[START]

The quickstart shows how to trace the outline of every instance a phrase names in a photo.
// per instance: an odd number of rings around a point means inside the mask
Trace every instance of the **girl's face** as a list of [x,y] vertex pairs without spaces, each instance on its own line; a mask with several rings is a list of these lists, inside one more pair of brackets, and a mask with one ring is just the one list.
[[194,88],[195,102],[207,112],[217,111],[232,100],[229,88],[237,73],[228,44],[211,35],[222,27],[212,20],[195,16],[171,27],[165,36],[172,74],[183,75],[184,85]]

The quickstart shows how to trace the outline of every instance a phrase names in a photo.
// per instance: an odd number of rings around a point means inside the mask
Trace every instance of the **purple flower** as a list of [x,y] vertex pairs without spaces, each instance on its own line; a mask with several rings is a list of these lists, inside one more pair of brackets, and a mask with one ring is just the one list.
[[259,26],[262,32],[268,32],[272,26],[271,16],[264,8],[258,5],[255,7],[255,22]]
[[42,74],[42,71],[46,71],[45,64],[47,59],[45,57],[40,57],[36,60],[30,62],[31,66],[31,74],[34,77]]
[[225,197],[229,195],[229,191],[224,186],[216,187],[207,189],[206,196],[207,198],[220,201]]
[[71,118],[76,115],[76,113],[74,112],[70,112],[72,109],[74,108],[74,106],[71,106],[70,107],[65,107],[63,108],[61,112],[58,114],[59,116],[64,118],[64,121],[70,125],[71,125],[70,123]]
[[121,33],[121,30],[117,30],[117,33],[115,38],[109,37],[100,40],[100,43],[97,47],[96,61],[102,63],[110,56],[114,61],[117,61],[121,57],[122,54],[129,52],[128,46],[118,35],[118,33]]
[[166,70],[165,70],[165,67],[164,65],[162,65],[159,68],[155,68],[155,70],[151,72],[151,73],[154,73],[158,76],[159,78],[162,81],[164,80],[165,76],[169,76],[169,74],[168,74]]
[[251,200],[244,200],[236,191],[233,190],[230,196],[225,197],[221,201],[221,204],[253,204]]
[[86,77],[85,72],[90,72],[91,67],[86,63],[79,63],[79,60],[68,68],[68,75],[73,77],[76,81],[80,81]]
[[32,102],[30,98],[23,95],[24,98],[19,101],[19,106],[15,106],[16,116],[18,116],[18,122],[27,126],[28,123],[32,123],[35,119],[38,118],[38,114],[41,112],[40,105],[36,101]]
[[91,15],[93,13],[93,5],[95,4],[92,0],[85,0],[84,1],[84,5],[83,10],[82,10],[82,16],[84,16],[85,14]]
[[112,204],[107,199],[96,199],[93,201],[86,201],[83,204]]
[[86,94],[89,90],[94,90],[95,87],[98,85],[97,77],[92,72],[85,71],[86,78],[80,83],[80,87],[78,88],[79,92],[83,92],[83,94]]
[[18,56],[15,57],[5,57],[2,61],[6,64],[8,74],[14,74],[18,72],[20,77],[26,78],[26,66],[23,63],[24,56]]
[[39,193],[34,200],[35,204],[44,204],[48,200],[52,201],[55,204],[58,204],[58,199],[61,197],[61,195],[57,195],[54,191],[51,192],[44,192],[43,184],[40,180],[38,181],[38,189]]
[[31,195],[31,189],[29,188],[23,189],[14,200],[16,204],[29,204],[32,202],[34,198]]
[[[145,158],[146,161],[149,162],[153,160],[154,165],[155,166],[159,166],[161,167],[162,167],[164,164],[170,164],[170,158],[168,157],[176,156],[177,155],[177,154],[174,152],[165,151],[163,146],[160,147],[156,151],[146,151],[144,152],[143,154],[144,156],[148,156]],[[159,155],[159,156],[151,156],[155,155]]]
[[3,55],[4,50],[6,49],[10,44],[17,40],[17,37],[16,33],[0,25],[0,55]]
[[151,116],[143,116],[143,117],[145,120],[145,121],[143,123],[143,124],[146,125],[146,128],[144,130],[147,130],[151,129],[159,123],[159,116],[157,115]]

[END]

# [Given problem]
Retype the material in full, character for character.

# [Exercise response]
The quickstart shows how to trace the outline of every instance a phrase names in a photo.
// per instance: an odd number of rings around a point means inside the mask
Trace every instance of the **girl's face** as a list of [x,y] vertex pairs without spaces, each instance on its own line; a mask with several rings is a list of these lists, inside one more pair of brackets, and a mask with one ring is just the one list.
[[194,88],[195,102],[207,112],[217,111],[232,100],[229,88],[237,73],[228,44],[211,35],[222,27],[212,20],[195,16],[171,27],[165,36],[172,74],[183,75],[184,85]]

The quickstart shows how to trace the outline of every instance a phrase names in a photo.
// per instance: an odd number of rings around a point means inside the mask
Trace every instance of the **purple flower** as a list of [x,y] vertex pairs without spaces, each instance on its own line; a mask with several rings is a list of these lists, inside one more pair of brackets, and a mask with one ring is just the one list.
[[259,26],[262,32],[268,32],[272,26],[271,16],[264,8],[258,5],[255,7],[255,22]]
[[42,74],[42,71],[46,71],[45,64],[47,59],[45,57],[40,57],[36,60],[30,62],[31,66],[31,74],[34,77]]
[[225,197],[229,195],[229,191],[224,186],[216,187],[207,189],[206,196],[207,198],[220,201]]
[[71,118],[76,115],[76,113],[74,112],[70,112],[72,109],[74,108],[74,106],[71,106],[70,107],[65,107],[63,108],[61,112],[58,114],[59,116],[64,118],[64,121],[70,125],[71,125],[70,123]]
[[121,33],[121,30],[117,30],[117,33],[115,38],[109,37],[100,40],[100,43],[97,47],[96,61],[102,63],[110,56],[114,61],[117,61],[121,57],[122,54],[129,52],[128,46],[118,35],[118,33]]
[[166,70],[165,70],[165,67],[164,65],[162,65],[159,68],[155,68],[155,70],[151,72],[151,73],[154,73],[158,76],[159,78],[162,81],[164,80],[165,76],[169,76],[169,74],[168,74]]
[[251,200],[244,200],[236,191],[233,190],[230,196],[225,197],[221,201],[221,204],[253,204]]
[[86,77],[85,72],[90,72],[91,67],[86,63],[79,63],[79,60],[68,68],[68,75],[73,77],[76,81],[80,81]]
[[32,102],[30,98],[23,95],[24,98],[19,101],[19,106],[15,106],[16,116],[18,116],[18,122],[27,126],[28,123],[32,123],[35,119],[38,118],[38,114],[41,112],[40,105],[36,101]]
[[91,15],[93,13],[93,5],[95,4],[92,0],[85,0],[84,1],[84,5],[83,10],[82,10],[82,16],[84,16],[85,14]]
[[112,204],[107,199],[96,199],[93,201],[86,201],[83,204]]
[[86,94],[89,90],[94,90],[95,87],[98,85],[97,77],[92,72],[85,71],[86,78],[80,83],[80,87],[78,88],[79,92],[83,92],[83,94]]
[[18,56],[15,57],[5,57],[2,61],[6,64],[8,74],[14,74],[18,72],[20,77],[26,78],[26,66],[23,63],[24,56]]
[[39,193],[34,200],[35,204],[44,204],[48,200],[52,201],[55,204],[58,204],[58,199],[61,197],[61,195],[57,195],[54,191],[51,192],[44,192],[43,184],[40,180],[38,181],[38,189]]
[[31,195],[31,189],[29,188],[23,189],[14,200],[16,204],[29,204],[32,202],[34,198]]
[[[145,158],[146,161],[149,162],[153,160],[154,165],[155,166],[159,166],[161,167],[162,167],[164,164],[170,164],[170,158],[168,157],[176,156],[177,155],[177,154],[174,152],[165,151],[163,146],[160,147],[156,151],[146,151],[144,152],[143,154],[144,156],[148,156]],[[159,155],[159,156],[151,156],[155,155]]]
[[3,55],[4,50],[6,49],[10,44],[17,40],[17,37],[16,33],[0,25],[0,55]]
[[151,116],[143,116],[143,117],[145,120],[145,121],[143,123],[143,124],[146,125],[146,128],[144,130],[147,130],[151,129],[159,123],[159,116],[157,115]]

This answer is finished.